======== Trecho exibido

Em C++, podemos definir tais funções utilizando templates:

template<class A, class B>
A fst(pair<A, B> const & p) {
    return p.first;
}

template<class A, class B>
A snd(pair<A, B> const & p) {
    return p.second;
}

E em Python de forma genérica:

def fst(x):
    return x[0]

def snd(x):
    return x[1]

Vamos assumir \(c\) como sendo nosso tipo produto proveniente do produto de um tipo \(a\) com um tipo \(b\). Com isso precisamos definir duas funções:

p :: c -> a
q :: c -> b

Temos diversos candidatos para esse padrão. Pensando no par Int e Bool, podemos definir c :: Int fazendo:

p :: Int -> Int
p x = x

q :: Int -> Bool
q _ = True

Outro candidato é fazer com que c :: (Int, Int, Bool):

p :: (Int, Int, Bool) -> Int
p (x, _, _) = x

q :: (Int, Int, Bool) -> Bool
q (_, _, b) = b

Precisamos definir um rank para indicar o melhor candidato possível. Podemos dizer que se possuímos dois candidatos \(c, c’\) com seus morfismos \(p, q, p’, q’\), dizemos que \(c\) é melhor que \(c’\) se existir apenas um único morfismo \(m\) tal que:

m :: c' -> c

p' = p . m
q' = q . m

Pensando na opção \(c = (Int, Bool)\) e nas alternativas anteriores, podemos fazer:

m1 x = (x, True)

m2 (x, _, b) = (x, b)

Vamos tentar fazer o oposto agora, encontrar um m2' que converta c na segunda opção de c':

m2' (x, b) = (x, 1, b)

mas também podemos fazer:

m2' (x, b) = (x, 2, b)

e tantos outros, então m2' não possui uma única definição possível. Dessa forma percebemos que a tupla/par (a, b) é nossa melhor opção para um tipo produto.

O tipo produto de dois objetos a e b é o objeto c equipado com duas projeções de tal forma que qualquer outro objeto c' com duas projeções para a e b, existe um único morfismo m de c' para c que fatora as projeções.

8 Coprodutos

Vamos pensar agora no padrão dual ao produto, chamado coproduto:

i :: a -> c
j :: b -> c

A fatoração para rankeamento do melhor tipo para definir o coproduto é:

m :: c -> c'

i' = m . i
j' = m . j

O tipo coproduto ou tipo soma de dois objetos a e b é o objeto c equipado com duas funções injetivas tal que para qualquer objeto c' também equipado com duas injeções, existe um único morfismo m de c para c' que fatora as funções injetivas.

================
======== Dados disponíveis

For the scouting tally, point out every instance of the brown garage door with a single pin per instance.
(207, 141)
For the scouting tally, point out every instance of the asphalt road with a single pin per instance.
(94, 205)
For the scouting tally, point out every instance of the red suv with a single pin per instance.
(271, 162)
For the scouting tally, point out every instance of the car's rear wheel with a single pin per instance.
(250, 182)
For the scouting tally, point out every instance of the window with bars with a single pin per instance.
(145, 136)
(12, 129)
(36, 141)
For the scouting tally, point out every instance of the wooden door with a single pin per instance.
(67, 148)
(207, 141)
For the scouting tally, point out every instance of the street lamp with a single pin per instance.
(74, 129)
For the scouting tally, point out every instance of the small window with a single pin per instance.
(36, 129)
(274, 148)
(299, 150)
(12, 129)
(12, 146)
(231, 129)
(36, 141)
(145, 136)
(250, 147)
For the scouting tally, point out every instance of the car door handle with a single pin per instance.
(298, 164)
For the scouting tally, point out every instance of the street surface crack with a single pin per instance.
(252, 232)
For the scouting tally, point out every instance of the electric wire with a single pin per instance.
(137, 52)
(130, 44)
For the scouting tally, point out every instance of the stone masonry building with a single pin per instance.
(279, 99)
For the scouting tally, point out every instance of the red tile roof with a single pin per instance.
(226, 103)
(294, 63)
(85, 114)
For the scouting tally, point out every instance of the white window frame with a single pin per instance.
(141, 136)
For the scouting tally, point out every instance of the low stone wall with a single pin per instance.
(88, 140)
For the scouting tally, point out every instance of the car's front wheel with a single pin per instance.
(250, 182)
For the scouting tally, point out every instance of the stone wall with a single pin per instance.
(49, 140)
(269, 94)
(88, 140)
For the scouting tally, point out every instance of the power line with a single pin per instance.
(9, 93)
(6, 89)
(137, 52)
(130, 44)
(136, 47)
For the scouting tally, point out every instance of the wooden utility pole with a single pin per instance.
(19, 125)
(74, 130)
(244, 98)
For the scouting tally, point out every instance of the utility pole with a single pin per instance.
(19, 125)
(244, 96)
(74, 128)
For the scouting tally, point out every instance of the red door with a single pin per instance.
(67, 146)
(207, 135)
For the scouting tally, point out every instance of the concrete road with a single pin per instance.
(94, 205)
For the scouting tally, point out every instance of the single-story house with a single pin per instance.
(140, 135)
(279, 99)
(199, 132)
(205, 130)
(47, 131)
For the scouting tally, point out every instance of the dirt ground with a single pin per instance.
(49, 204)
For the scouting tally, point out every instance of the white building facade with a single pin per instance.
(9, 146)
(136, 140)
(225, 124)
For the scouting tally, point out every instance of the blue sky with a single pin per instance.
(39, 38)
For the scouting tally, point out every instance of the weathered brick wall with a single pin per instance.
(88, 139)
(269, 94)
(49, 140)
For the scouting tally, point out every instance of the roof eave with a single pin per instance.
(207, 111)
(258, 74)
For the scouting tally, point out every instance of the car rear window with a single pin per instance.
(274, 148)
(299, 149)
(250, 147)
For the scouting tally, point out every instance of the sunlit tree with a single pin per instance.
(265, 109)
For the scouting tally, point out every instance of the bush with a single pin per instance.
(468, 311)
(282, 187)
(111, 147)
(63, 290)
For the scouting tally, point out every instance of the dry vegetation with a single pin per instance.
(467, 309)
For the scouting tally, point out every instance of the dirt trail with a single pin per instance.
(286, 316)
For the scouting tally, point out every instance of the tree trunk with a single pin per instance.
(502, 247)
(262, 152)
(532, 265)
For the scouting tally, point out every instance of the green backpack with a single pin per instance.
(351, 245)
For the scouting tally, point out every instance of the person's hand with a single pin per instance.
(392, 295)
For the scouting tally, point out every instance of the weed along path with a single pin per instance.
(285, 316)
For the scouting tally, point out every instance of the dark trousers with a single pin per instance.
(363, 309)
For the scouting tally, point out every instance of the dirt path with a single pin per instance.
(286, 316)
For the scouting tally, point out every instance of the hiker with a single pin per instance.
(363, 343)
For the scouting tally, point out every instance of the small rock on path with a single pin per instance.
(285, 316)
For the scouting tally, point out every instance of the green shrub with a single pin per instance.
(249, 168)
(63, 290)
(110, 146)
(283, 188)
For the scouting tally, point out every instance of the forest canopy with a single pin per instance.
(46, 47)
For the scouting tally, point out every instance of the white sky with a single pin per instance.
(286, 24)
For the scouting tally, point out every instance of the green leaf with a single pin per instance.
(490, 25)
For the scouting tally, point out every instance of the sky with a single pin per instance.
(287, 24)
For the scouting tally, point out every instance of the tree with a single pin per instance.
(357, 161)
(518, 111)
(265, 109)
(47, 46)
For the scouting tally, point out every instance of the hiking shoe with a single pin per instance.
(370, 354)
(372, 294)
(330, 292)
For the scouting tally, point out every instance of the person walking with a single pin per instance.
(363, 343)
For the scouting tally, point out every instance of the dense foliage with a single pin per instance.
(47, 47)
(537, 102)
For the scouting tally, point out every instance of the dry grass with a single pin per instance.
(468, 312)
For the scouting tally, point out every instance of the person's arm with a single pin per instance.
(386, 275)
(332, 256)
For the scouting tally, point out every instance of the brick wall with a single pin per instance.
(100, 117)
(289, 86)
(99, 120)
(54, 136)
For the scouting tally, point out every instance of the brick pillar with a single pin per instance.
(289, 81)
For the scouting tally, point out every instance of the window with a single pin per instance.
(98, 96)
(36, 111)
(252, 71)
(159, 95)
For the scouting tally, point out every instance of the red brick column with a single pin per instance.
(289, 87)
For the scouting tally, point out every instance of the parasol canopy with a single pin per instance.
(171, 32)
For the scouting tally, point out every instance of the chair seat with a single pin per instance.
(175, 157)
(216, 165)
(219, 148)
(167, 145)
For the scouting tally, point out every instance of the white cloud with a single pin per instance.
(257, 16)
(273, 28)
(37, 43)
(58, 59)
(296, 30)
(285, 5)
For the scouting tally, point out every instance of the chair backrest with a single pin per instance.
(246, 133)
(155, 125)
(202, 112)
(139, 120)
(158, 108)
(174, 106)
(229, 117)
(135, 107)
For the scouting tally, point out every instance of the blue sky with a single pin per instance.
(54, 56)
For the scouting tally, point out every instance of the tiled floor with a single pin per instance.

================

• Requisitos da tarefa:
[a] Responda com base no trecho sobre produtos e coprodutos:
(i) Na versão em Python, o que a função fst retorna?
(ii) No primeiro candidato para o par Int e Bool, o que a função q retorna?
(iii) Que nome recebe o padrão dual ao produto?
[b] Reescreva somente o trecho dos registros que vai da linha que contém "seat with a single pin per instance." até o fim dos registros, com os pedidos. Desloque em 69 cada número das coordenadas.

• Respostas:
[a]
(i) x[0]
(ii) True
(iii) Coproduto

[b]
For the scouting tally, point out every instance of the chair seat with a single pin per instance.
(244, 226)
(285, 234)
(288, 217)
(236, 214)
For the scouting tally, point out every instance of the white cloud with a single pin per instance.
(326, 85)
(342, 97)
(106, 112)
(127, 128)
(365, 99)
(354, 74)
For the scouting tally, point out every instance of the chair backrest with a single pin per instance.
(315, 202)
(224, 194)
(271, 181)
(208, 189)
(227, 177)
(243, 175)
(298, 186)
(204, 176)
For the scouting tally, point out every instance of the blue sky with a single pin per instance.
(123, 125)
For the scouting tally, point out every instance of the tiled floor with a single pin per instance.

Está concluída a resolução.